◆ REQUIREMENT: Print all the records below exactly as they stand, but leave out the pictures.

◆ DATA RECORDS:
_ _ _

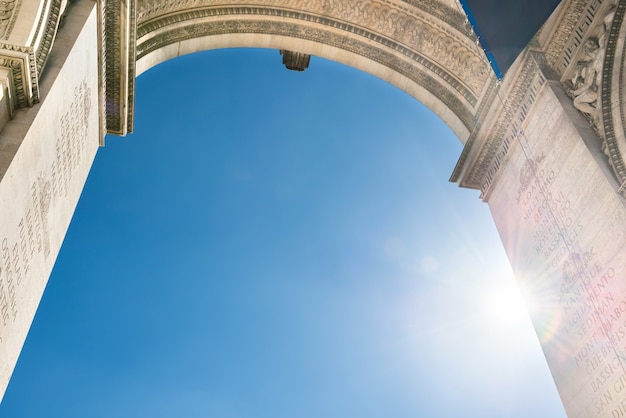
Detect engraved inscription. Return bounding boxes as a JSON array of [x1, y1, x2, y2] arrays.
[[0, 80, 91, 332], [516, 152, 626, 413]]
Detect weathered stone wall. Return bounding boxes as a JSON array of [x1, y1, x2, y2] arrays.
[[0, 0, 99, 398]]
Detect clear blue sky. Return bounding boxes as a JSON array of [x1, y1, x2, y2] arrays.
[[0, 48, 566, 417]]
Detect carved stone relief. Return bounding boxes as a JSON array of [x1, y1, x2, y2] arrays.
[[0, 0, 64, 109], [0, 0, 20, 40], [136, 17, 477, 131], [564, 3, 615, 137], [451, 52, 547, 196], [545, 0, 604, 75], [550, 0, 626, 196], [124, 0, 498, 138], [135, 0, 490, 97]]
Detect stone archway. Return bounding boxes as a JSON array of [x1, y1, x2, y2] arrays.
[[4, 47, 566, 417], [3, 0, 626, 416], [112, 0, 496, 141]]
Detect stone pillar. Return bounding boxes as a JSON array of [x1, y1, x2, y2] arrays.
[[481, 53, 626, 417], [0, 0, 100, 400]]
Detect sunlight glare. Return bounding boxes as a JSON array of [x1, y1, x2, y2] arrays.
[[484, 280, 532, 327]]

_ _ _

◆ RESPONSE TO THIS EXERCISE:
Detect engraved inscription. Return bounding boxes as a JSON array of [x1, y1, x2, y2] arrays.
[[0, 80, 91, 332], [516, 152, 626, 413]]
Detect weathered stone wall. Return bounding boxes as a JSON array of [x1, y1, x2, y2] arrays.
[[0, 0, 99, 398]]
Detect clear blue sky. Return bounding boxes as a JSON array of [x1, y1, x2, y2] arrays.
[[0, 48, 566, 417]]
Detect carved stone relief. Return bounding boxes as a JSON array of [x1, y1, x2, y2] arrays.
[[0, 0, 64, 109], [0, 0, 20, 40], [136, 17, 477, 131], [564, 3, 615, 137], [451, 52, 547, 196], [545, 0, 604, 75], [550, 0, 626, 196], [124, 0, 498, 138], [135, 0, 490, 97]]
Detect stone archway. Return bounding boxes as a JSON array of [x1, y1, x2, y2] arrays.
[[4, 47, 566, 417], [3, 0, 626, 416], [112, 0, 496, 141]]
Detect stone pillar. Return bounding boxes as a JSON array of [x1, y1, x2, y2] arrays.
[[481, 53, 626, 417], [0, 0, 100, 400]]
Detect sunlight glare. Return bounding boxes as a JSON array of [x1, y1, x2, y2] arrays.
[[484, 280, 532, 327]]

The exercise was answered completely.